## Exercise prompt
Count the lines in the material below that contain the word "face", and give only the number.

========================================

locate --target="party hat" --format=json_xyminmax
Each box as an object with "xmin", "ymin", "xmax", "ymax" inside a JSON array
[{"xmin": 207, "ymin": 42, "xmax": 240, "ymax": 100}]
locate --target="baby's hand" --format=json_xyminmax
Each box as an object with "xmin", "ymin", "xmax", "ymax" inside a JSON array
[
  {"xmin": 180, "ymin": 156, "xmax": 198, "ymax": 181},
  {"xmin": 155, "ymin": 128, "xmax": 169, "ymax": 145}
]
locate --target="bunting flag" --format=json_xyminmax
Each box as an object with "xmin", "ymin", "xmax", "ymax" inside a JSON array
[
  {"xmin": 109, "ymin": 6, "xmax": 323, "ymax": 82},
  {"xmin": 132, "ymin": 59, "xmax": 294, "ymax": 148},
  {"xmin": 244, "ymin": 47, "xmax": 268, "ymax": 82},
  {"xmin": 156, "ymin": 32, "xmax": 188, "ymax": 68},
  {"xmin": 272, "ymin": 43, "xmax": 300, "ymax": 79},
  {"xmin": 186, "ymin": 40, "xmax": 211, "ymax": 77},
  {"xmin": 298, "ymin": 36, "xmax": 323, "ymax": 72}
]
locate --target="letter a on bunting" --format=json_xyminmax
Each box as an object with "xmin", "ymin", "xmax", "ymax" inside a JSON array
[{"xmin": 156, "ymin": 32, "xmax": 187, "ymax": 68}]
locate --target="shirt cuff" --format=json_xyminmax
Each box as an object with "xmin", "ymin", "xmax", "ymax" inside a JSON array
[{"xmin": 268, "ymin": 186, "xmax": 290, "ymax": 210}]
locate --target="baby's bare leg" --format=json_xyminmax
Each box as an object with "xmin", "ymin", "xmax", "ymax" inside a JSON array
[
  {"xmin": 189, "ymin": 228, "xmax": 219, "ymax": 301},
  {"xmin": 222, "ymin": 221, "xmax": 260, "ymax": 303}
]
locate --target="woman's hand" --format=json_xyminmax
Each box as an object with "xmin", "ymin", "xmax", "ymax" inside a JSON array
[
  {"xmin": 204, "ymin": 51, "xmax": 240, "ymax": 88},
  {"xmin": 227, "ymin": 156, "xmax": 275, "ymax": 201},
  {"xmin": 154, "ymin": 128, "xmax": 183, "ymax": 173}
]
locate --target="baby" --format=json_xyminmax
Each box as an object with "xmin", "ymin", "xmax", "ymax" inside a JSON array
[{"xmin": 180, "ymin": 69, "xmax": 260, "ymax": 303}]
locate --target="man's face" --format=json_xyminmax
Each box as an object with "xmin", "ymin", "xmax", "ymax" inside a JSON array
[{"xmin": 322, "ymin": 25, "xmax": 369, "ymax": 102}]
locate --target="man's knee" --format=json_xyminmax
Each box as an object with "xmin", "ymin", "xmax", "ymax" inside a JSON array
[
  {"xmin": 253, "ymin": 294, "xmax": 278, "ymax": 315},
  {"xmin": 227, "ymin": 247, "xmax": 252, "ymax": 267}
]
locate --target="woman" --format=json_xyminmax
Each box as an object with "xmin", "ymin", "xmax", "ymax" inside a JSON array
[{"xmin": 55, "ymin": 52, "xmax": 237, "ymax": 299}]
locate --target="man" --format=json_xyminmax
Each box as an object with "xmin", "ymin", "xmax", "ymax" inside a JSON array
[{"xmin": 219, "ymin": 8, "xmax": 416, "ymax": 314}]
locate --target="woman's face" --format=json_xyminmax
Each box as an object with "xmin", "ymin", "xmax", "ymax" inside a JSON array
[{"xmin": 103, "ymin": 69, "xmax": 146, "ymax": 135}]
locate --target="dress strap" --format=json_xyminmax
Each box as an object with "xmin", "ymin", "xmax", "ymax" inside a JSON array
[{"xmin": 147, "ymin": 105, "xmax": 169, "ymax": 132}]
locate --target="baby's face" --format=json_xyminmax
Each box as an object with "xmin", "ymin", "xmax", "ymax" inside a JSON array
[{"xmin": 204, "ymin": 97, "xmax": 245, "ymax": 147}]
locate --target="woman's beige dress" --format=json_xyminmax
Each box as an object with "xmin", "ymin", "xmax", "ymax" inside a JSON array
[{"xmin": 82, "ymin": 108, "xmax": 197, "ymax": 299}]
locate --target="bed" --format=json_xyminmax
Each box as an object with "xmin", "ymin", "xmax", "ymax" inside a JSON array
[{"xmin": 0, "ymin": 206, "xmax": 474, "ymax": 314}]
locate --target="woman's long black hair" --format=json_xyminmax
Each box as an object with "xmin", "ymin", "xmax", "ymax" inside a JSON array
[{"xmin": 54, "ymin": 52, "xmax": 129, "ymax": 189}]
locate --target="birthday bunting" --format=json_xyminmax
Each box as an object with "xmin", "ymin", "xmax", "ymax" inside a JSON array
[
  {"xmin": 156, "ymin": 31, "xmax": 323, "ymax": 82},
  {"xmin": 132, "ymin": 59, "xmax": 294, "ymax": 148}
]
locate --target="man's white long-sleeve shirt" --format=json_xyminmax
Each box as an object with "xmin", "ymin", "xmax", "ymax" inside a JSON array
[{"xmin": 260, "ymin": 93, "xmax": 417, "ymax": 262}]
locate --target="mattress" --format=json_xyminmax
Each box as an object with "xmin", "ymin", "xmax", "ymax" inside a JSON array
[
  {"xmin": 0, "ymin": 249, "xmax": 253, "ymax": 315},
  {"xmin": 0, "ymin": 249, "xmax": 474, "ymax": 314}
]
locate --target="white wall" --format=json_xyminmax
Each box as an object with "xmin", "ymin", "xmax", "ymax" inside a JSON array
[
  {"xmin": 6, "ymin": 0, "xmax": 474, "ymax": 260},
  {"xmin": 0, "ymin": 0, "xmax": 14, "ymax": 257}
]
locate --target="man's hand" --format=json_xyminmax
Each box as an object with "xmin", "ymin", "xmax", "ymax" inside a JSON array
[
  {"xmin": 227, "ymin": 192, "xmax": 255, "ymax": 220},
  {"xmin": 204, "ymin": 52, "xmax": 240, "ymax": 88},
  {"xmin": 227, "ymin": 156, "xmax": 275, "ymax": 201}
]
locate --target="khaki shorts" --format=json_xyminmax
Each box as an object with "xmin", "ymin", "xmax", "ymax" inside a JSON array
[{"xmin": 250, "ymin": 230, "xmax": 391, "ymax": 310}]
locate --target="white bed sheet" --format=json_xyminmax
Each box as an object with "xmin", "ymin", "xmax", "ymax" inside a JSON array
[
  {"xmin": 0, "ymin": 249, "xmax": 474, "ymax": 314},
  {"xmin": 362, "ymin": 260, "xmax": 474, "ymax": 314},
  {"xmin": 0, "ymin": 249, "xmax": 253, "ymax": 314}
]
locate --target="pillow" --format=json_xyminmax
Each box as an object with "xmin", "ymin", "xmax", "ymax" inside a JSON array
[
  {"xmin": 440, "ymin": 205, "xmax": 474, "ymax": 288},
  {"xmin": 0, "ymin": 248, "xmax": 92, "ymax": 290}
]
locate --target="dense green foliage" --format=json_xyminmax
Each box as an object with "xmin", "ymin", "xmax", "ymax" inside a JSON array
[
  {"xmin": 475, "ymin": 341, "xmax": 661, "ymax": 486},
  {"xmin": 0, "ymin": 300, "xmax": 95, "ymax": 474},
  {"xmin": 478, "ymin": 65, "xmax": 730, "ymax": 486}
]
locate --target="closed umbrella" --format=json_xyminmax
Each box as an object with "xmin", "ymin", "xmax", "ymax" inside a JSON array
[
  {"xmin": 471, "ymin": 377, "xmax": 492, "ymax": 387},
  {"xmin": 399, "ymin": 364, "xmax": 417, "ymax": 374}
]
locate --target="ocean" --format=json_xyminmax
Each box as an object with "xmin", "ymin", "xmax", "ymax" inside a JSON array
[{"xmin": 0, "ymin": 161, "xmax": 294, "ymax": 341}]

========================================

## Final result
3